Transcribe verbatim every line from the line containing "Can you see the white building" to the end of the entries, including both endpoints. Output nothing beyond those lines.

[Natural language region descriptions]
——

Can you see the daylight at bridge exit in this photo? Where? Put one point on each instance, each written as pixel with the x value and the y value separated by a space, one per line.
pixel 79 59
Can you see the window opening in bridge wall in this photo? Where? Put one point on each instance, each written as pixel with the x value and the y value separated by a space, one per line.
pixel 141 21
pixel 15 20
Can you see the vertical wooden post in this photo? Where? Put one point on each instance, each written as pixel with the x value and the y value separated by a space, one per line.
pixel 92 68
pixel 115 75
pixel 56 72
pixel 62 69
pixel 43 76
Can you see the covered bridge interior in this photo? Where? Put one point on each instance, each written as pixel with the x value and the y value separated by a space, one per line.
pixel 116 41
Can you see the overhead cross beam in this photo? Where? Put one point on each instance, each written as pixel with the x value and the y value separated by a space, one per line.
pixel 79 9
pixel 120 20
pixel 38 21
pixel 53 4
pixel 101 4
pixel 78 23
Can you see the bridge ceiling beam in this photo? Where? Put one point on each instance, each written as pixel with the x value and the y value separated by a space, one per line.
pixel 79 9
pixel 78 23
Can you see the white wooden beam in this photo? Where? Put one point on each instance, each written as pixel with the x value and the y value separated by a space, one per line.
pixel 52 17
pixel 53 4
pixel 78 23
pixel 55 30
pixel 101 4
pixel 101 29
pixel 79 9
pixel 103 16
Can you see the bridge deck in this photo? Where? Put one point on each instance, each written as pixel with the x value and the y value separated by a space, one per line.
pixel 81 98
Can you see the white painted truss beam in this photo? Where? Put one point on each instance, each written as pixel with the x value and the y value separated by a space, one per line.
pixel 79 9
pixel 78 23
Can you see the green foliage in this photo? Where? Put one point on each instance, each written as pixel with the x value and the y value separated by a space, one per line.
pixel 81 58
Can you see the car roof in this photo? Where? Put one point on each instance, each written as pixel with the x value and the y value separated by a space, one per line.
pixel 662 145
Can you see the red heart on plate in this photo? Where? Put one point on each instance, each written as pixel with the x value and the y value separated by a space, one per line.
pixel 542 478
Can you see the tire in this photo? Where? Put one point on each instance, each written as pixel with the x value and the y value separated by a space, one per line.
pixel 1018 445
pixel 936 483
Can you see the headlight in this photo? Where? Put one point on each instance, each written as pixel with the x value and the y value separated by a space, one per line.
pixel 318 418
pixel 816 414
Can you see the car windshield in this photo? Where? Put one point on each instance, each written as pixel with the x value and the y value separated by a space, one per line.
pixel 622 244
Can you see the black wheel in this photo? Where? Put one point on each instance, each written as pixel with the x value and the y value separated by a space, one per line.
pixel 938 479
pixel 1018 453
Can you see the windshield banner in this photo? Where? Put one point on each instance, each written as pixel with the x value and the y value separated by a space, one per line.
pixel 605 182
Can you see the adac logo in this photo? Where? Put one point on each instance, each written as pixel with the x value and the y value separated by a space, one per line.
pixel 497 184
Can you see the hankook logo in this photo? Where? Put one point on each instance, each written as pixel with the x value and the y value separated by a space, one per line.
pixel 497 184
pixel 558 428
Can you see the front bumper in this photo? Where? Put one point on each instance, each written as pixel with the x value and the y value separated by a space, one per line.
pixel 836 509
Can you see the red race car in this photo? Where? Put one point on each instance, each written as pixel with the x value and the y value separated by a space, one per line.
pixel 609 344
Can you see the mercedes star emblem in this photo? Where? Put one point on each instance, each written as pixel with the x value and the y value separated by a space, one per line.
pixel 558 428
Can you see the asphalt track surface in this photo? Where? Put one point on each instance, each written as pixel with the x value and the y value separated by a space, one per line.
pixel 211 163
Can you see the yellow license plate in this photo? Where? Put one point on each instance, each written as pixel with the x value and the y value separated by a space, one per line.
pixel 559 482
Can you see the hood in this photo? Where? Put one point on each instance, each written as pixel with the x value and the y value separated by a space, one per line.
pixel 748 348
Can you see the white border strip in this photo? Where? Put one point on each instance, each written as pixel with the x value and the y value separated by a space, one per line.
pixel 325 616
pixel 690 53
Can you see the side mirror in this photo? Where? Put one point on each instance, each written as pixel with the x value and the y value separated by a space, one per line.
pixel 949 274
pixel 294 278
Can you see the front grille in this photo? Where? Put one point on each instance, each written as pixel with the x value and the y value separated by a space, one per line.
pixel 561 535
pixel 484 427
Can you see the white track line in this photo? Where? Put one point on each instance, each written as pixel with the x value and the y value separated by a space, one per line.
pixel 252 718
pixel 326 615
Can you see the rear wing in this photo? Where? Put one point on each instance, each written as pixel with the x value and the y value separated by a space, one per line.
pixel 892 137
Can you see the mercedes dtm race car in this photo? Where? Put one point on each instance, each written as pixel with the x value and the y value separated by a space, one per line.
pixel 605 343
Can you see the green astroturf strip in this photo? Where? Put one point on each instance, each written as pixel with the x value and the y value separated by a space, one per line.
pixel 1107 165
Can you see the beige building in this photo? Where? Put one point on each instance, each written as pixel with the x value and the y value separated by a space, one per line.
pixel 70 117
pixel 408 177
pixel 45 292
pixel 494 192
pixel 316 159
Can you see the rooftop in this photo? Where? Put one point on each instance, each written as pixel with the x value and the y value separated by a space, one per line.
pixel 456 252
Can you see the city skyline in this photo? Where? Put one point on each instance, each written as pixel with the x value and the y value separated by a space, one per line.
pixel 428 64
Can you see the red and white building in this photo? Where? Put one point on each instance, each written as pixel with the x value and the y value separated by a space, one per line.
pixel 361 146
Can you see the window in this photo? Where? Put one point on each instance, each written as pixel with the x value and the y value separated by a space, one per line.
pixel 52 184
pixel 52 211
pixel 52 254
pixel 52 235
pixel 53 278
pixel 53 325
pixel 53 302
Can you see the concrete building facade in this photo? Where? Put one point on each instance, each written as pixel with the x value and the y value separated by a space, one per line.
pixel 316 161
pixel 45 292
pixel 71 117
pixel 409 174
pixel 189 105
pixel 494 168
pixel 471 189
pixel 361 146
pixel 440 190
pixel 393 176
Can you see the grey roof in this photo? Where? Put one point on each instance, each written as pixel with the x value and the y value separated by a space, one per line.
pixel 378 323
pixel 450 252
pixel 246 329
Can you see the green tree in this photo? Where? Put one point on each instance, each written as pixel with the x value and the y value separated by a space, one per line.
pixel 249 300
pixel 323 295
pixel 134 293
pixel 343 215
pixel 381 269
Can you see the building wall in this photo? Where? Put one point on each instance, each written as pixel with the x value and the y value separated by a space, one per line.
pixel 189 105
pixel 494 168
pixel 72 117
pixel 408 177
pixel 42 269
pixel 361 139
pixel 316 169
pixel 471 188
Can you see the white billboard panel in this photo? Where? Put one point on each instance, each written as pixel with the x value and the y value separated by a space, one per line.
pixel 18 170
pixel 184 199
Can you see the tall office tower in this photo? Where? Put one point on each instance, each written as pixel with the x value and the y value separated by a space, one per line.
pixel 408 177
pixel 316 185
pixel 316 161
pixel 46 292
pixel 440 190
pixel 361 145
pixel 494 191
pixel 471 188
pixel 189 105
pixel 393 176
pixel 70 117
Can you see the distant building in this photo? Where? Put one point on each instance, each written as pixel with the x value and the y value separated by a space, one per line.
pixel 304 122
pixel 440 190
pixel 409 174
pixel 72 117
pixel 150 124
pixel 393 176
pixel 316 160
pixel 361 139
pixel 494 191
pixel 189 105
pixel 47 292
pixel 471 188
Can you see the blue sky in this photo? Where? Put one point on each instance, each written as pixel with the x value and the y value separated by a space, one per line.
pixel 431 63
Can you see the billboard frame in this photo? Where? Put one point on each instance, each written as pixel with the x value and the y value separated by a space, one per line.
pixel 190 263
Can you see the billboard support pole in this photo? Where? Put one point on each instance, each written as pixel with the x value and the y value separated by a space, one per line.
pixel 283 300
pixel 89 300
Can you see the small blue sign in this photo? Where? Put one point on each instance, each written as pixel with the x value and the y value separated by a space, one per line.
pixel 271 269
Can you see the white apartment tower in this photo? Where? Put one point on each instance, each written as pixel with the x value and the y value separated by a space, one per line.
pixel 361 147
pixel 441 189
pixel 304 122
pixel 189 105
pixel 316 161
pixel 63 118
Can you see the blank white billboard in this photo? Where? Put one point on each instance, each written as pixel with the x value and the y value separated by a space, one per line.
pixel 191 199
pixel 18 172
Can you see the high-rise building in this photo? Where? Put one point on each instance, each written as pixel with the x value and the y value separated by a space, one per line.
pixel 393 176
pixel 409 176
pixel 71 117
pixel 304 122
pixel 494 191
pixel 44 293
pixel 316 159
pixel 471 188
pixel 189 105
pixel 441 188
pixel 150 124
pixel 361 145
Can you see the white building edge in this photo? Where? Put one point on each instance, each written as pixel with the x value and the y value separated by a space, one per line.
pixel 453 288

——

Result of the task:
Can you see the white building edge in this photo? Where? Put one point on each instance, each written as pixel with the x value and the y value separated by a space, one per line.
pixel 453 288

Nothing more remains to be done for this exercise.